I still recommand a wing loading under 30 for most sport planes.
Chris

JohnW

My Feedback: (6)

Wing loading is highly over-rated. Wing loading by itself gives absolutely ZERO indication of how a plane will fly. The ONLY way wing loading can give a useful comparison is if you compare two exactly identical planes in every respect, except they weigh different amounts.

I'm not sure I understand the question of the original post, but if one wants to calculate wing loading becasue they need math practice, the first response by LouW was correct, weight into area.

Any statement like you must have a wing loading of X to fly good is uninformed. Montauge had a good go at it. While caluclating "wing loading" is straight forward, calculating how "light" or "heavy" a plane will "feel" in the air is considerably more complicated.

I am guilty of throwing out the cubic loading calc on ocassion. We don't live in a linear world. While not perfect, cubic wing loading (weight into volume of wing) tells a lot more about the aerodynamics of a plane than just wing loading. True, change scale dramatially or airfoils, etc., and it all goes out the window. Sigrun's link explains this in more detail.

By "good flying plane", what we really mean is that the plane falls into a certain lift/drag range with a wing that generates X lift at Y angle of attack where the Y angle is in some acceptable range for a given flight speed Z at an airdensity of A and of course X must equal the weight of the plane.

It really comes down to full blown aerodynamic theory with lift/drag ratios, flows, Renyolds #, etc. In short, there is no cheat, rule of thumb, seat of the pants estimate, or easy way to quantify aircraft performance. With enough experience, one can guess fairly closely how a plane will fly, but to actually quantify this you really need to crank all the formulas and do tunnel testing.

Cheers

Montague

Sigrun,
"apples to apples" is exactly right. And you better have a very narrow defination of "apple". By that I mean, both planes have to have the same airfoil (including, and espeically the LE shape), the same wingspan, the same wing area, the same aspect ratio, the same taper ratio, etc.

So, if you have two 30% extra 330's, sure, go ahead, compare wingloadings. Got a 1/4 scale cub and a 1/5 scale cub? Forget wingloding, it's now useless as a way to compare those two. Heck, I'd even so far as to say that a CAP and an Extra with the same wingspan and same wingloading will fly "differently".

And that "anything below 30" is a totall laugh. I guess you've never flown a small plane? Too bad you arn't around here, I'll ballast up one of my .15 powered planes to 25oz/sq foot (well below your "anything under 30" rule), and I'll bet you $100 you can't fly it though some basic acrobatics, if you can fly it at all, I'll put $25 on a snap to the ground on launch all by itself). So, Chris, unless you qualify that with some more information, you're giving out some totally bogus information there.

southern_touch9

My Feedback: (3)

Warbirds dont fly good no matter what the wing loading

JohnW

My Feedback: (6)

Actually war birds will fly fine at very high wing loadings. Many easily fly with wing loadings in the thousands of ounces per square foot... they just happen to be full scale.

sigrun

Monty I didn't respond further yesterday as the subject was not only straying totally from the question actually asked, but presumably as actually intended by the originator of the thread. ie:"how do u calculate the - max. (sic) - wing loading of your rc planes?". He was well answered by LouW on the latter, and I added my comments primarily in response to Geistware's tangent of questionable comprehensibility.

* _Given data_:
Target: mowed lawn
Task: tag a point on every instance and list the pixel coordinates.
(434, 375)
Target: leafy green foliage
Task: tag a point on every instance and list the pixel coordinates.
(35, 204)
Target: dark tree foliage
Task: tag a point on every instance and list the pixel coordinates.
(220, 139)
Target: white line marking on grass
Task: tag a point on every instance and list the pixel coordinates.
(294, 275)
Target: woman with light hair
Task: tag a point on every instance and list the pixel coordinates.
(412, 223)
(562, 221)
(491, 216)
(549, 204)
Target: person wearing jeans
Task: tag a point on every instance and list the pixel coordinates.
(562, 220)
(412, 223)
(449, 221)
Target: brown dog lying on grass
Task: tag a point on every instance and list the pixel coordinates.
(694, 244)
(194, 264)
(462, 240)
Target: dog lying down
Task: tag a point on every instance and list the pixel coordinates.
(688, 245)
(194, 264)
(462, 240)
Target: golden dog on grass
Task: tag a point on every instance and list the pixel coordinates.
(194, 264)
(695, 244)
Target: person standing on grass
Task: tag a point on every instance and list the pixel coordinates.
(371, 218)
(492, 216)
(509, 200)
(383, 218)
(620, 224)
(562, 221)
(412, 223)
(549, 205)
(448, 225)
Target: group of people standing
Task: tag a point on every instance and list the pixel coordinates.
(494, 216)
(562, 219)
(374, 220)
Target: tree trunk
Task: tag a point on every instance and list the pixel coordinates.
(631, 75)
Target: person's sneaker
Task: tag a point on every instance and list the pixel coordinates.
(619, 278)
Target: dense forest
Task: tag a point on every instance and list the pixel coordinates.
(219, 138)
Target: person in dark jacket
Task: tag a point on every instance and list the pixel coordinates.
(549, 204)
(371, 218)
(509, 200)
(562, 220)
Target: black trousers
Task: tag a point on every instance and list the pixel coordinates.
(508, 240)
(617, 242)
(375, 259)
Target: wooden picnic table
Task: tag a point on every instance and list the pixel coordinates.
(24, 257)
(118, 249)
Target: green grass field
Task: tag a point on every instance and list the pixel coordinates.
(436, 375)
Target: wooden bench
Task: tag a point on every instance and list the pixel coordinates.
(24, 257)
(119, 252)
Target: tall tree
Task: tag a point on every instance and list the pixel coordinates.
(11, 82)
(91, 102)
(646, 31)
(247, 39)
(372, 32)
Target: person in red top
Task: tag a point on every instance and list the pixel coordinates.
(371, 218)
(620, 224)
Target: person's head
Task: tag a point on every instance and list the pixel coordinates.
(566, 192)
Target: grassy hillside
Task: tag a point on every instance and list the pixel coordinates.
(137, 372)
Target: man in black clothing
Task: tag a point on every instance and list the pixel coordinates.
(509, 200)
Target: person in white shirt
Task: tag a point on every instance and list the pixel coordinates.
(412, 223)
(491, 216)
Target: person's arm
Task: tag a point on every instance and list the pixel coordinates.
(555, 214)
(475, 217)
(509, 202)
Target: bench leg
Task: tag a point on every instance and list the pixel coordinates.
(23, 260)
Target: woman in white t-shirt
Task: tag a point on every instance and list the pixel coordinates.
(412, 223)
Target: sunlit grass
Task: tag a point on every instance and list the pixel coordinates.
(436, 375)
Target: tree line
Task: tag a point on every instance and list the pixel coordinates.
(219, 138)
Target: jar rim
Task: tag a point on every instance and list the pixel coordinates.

* _Written tasks_:
1/ From the wing loading thread, write out the part that opens with the words containing "I'm not sure" and closes with "in more detail.", substituting "arithmetic practice" for "math practice".
2/ Summarize the wing loading thread in two sentences.
3/ Continue the wing loading thread from the point at which the text ends.

* _Response list_:
1/
I'm not sure I understand the question of the original post, but if one wants to calculate wing loading becasue they need arithmetic practice, the first response by LouW was correct, weight into area.

Any statement like you must have a wing loading of X to fly good is uninformed. Montauge had a good go at it. While caluclating "wing loading" is straight forward, calculating how "light" or "heavy" a plane will "feel" in the air is considerably more complicated.

I am guilty of throwing out the cubic loading calc on ocassion. We don't live in a linear world. While not perfect, cubic wing loading (weight into volume of wing) tells a lot more about the aerodynamics of a plane than just wing loading. True, change scale dramatially or airfoils, etc., and it all goes out the window. Sigrun's link explains this in more detail.

2/ One poster recommends a wing loading under 30 for most sport planes, while JohnW argues that wing loading by itself gives no indication of how a plane will fly unless two otherwise identical planes are compared. JohnW adds that cubic wing loading tells more and that quantifying performance requires aerodynamic formulas and tunnel testing, and Montague calls the "anything below 30" rule a laugh and offers a wager involving a ballasted small plane.

3/
Perhaps I'll respond further later considering the turn this thread has taken. This'll necessarily be short as I want have to leave to go flying in 30 minutes time.

Not only must it be said that that not only sounds exaggerative approaching absurdity Monty, but it's simply untrue = false (logic), model or full scale.

I think I know where you're coming from, and will discuss it further with you when I have more time. I suggest that the case for our apparently varying view is not only our differing degrees of knowledge and relative perspectives based upon that individual understanding, (see next para.) but the arithmetic and its contextual relativity.

All aeroplanes by inherent difference of design have unique handing characteristics, and I've flown and instructed, checked and trained on/in 'quite a few' in 14,000hrs ITRW and aeromodelling over the past 30 years. However aircraft of similar class with similar wing loadings will ordinarily exhibit certain and predictable characteristics in their handling. This is of course always subject to characteristics imposed by other inherent design difference, which holds true on any scale. Within a relative spectrum, wing loading can be used as a datum predictor of comparitive performance, specifically in respect of the aspects mentioned in my second post in this thread.

Read what I said specifically about wing loading's effect upon manoeuvre & inertial penetration. Of course, altering the scale, form (drag) or wing shape dramatically will have an influence upon both handling and performance. Of course understood as a given, wing loading is part of the whole (design).

I'm not really interested in discussion for (ego) gratification or argument as its own end. I suspect similarly to your good self, motivation is to educate and dispel erroneous belief and misunderstanding derived of half-understood lay knowledge endlessly perpetuated in R/C mythology. BBL..gotta' go fly now.

cheers

sigrun
OOps! Epaulettes, braid & cap left in the crew room locker with the (US)ATP, (AU)ATPL + et al

JimTrainor

Wing loading of a model typically varies with the square root of model weight. I learned that here: http://jmquetin.free.fr/tips5e.htm

If you're interested in cubic wing loading, read this over on the aerodynamics forum:
http://www.rcuniverse.com/forum/What...1175842/tm.htm

Personally, I've concluded that even cubic wing loading is questionable. It is not a number that remains constant as scale increases. I have to do my home work to verify.

Nonetheless, it's interesting to consider.

Getting well beyond beginner here.

Montague

I do think we are answering different questions to some extent.

The question was "how do I calculate MAX wingloading". Not "how do I calculate THE wingloading".

LouW pretty much answered the 2nd question, "how do you calculate the wingloading". Lou then said you can compare that to simular size airplanes for a ball park idea of performace.

I don't disagree with that at all.

But that doesn't tell you what the "MAX" wingloading of the plane is.

But most of my response wasn't aimed at Lou, it was aimed at the guys who tried to give a fixed number with no clarification, which is flat wrong. Or who implied that if all you knew was the wingloading, but not the wingspan or other metrics, that you could determine the flight performace. Your first post really implied that strongly when you said:
In the context you said that, you implied that the size of the airplane was not a factor when talking about a planes MAX wingloading. Not it's wingloading, it's MAX wingloading. Your most recent point acknowledges this, and I'm sure you knew it, but it wasn't what you said.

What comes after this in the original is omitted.